### Task brief
Count the lines in the following listing that contain the word "below", and reply with that number alone.

### Given data
# # # # # # #

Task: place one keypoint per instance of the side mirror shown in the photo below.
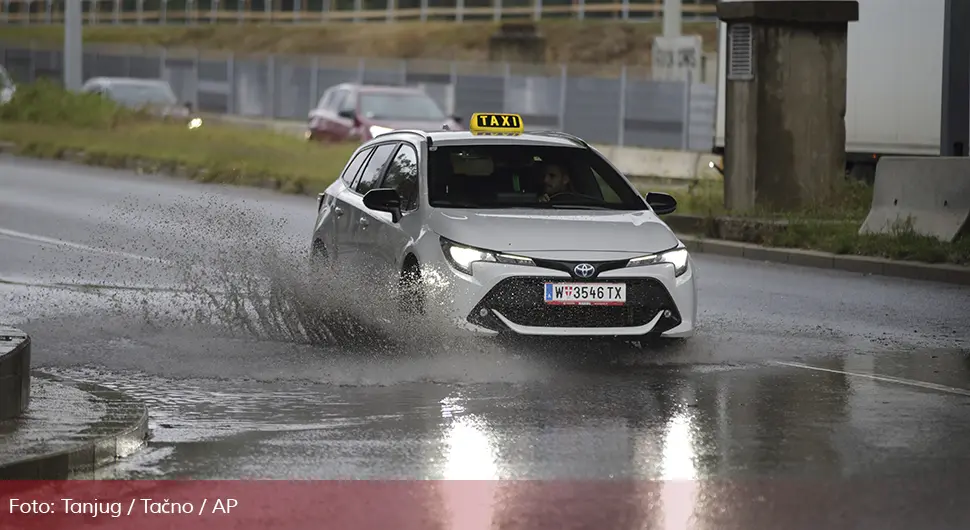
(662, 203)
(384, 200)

# # # # # # #

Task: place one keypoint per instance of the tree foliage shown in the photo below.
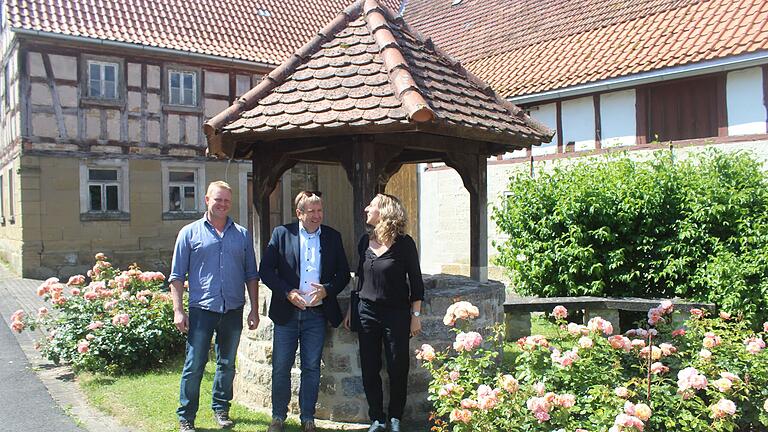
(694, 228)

# # # # # # #

### Response for this exercise
2